**Problems to work on:**
- A) In the tax appeal text, swap "clubhouse" for "community center" and write out the passage starting at "The subject property" and ending at "January 1, 2004.".
- B) According to the tax appeal text, how many two-bedroom units does the subject apartment complex contain?
- C) Decide whether each statement agrees with the tax appeal text, answering yes or no and quoting the deciding words: (i) The Board held a hearing of the matter on June 24, 2005. (ii) The apartment complex was built in 1990. (iii) The complex is made up of 43 two-story buildings.

Now the above-captioned matter comes on for consideration and decision by the Board of Tax Appeals of the State of Kansas.

Having exercised jurisdiction pursuant to K.S.A. 79-1609, the Board conducted a hearing of this matter on June 24, 2005. The County and Taxpayer each were given full opportunity to present their arguments to the Board. After considering all of the evidence and premises presented by the parties in support of their respective positions, the Board finds and concludes as follows.


The subject matter of this tax equalization appeal is described as follows:

Real estate and improvements commonly known as Lions Gate Apartments, 14631 Broadmoor Street, Overland Park, Johnson County, Kansas, also known as Parcel ID# 046-NP65750000-0001.

The subject property is an apartment complex built in 2000 which consists of 188 one-bedroom units, 140 two-bedroom units and 32 three-bedroom units. The complex consists of 43 two-story buildings with a clubhouse and a swimming pool. The effective date of this ad valorem tax valuation is January 1, 2004.

Excerpts of pointing data:

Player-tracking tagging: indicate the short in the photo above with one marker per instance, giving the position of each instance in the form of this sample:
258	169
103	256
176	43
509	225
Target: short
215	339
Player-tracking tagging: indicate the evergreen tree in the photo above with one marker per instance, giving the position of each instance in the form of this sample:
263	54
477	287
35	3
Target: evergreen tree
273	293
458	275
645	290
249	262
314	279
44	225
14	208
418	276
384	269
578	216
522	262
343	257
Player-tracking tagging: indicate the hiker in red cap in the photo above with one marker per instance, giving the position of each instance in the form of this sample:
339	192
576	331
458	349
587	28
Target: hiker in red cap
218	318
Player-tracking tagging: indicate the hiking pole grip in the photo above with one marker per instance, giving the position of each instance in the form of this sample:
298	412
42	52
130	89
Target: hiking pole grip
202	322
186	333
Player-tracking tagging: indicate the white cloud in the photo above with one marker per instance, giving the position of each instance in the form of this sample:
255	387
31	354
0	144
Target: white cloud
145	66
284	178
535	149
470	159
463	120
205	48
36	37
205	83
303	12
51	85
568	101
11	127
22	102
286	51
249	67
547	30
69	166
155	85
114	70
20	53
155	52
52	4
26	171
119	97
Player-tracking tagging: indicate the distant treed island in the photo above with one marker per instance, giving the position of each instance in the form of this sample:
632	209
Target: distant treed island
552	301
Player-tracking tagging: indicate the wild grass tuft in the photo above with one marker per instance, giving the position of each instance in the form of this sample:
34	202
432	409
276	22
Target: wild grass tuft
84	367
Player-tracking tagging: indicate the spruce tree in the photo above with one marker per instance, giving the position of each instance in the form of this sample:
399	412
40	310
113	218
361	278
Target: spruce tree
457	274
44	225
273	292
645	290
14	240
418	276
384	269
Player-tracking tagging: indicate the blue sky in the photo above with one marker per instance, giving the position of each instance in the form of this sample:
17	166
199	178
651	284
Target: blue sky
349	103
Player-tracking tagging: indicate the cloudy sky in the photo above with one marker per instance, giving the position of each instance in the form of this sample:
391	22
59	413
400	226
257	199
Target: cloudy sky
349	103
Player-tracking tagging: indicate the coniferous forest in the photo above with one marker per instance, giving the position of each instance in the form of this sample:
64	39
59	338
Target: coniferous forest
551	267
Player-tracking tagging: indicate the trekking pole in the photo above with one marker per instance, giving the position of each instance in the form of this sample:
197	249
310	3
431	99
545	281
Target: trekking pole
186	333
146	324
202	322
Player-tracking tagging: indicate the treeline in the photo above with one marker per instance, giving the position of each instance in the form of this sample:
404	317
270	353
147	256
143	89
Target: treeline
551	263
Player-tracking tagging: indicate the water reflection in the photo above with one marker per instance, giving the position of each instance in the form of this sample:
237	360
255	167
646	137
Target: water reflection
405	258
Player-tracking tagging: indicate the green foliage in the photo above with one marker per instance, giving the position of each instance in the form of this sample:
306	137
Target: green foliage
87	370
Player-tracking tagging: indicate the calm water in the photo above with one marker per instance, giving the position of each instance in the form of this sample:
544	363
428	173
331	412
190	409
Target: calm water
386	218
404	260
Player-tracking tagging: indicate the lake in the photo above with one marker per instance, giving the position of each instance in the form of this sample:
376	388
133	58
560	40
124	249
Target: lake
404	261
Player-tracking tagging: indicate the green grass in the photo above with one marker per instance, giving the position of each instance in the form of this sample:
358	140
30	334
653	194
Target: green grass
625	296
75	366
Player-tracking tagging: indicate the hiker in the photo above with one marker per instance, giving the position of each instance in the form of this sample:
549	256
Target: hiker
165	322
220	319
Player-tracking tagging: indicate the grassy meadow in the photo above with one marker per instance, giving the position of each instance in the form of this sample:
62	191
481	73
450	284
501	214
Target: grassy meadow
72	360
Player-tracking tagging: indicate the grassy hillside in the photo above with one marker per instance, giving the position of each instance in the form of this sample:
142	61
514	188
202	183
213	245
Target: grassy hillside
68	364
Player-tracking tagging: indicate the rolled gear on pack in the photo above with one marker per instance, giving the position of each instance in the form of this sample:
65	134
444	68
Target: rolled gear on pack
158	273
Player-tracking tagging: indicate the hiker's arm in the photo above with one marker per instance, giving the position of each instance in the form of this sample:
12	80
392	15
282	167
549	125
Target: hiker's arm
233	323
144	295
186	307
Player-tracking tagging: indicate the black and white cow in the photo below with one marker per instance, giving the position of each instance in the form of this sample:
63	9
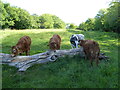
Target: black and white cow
75	40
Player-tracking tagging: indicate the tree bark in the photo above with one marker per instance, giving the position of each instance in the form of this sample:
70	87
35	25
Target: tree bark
24	62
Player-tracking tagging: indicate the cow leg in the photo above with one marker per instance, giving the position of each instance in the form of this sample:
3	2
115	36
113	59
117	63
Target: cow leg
76	42
27	53
91	60
97	61
58	46
72	46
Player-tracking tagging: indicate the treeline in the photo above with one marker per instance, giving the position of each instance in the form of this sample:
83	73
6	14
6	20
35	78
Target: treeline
106	20
17	18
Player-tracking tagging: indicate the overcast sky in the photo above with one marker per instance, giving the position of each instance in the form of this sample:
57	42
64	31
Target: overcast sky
70	11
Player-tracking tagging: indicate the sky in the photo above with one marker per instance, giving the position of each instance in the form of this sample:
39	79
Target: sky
70	11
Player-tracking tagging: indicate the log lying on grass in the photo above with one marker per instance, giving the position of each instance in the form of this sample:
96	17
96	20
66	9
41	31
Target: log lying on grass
24	62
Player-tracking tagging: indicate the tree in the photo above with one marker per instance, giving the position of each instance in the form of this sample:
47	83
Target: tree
58	23
46	21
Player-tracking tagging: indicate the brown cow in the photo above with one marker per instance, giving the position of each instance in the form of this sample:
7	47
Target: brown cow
54	43
22	46
91	49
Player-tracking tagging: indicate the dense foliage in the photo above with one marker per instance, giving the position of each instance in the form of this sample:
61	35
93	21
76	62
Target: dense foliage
67	72
17	18
106	19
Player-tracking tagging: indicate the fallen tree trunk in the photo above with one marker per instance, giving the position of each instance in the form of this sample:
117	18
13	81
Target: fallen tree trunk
24	62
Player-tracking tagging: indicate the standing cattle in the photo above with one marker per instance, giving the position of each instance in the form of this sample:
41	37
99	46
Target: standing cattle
75	40
22	46
54	43
91	49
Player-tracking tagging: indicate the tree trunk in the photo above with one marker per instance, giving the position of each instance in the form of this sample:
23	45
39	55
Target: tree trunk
24	62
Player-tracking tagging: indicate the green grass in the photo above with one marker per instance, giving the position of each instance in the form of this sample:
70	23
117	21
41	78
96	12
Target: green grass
67	72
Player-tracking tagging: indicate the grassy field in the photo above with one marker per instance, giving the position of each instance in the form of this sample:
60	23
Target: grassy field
65	72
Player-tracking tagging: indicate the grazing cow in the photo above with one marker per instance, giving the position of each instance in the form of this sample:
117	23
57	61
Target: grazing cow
54	43
91	49
22	46
75	40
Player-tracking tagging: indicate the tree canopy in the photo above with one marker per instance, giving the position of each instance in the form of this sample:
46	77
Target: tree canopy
17	18
106	19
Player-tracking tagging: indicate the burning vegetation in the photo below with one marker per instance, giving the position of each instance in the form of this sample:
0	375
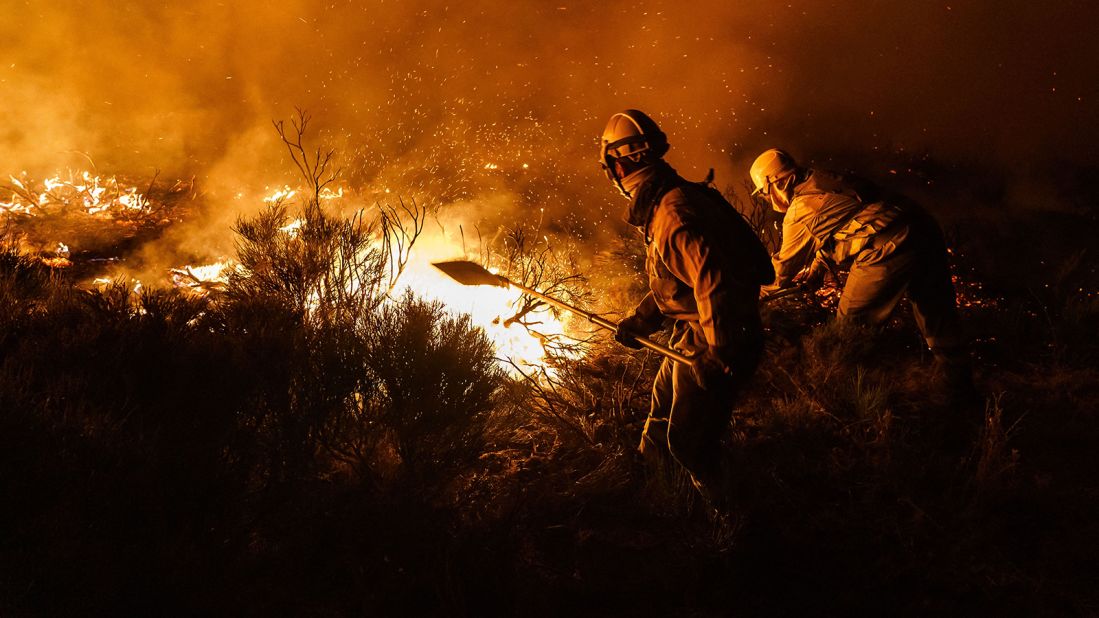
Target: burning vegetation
240	386
324	422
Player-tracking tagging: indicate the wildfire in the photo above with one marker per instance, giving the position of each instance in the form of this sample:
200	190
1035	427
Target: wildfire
202	279
91	194
521	344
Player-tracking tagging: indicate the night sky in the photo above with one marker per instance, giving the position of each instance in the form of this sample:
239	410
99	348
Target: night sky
496	103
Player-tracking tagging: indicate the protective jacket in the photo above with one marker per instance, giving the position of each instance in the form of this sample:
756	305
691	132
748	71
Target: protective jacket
705	269
890	246
834	218
705	264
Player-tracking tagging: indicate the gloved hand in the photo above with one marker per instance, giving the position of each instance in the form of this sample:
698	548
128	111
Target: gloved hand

**Results:**
- A)
The subject property is an apartment complex built in 2000 which consists of 188 one-bedroom units, 140 two-bedroom units and 32 three-bedroom units. The complex consists of 43 two-story buildings with a community center and a swimming pool. The effective date of this ad valorem tax valuation is January 1, 2004.

- B) 140

- C)
(i) Yes: "the Board conducted a hearing of this matter on June 24, 2005"
(ii) No: "an apartment complex built in 2000"
(iii) Yes: "The complex consists of 43 two-story buildings"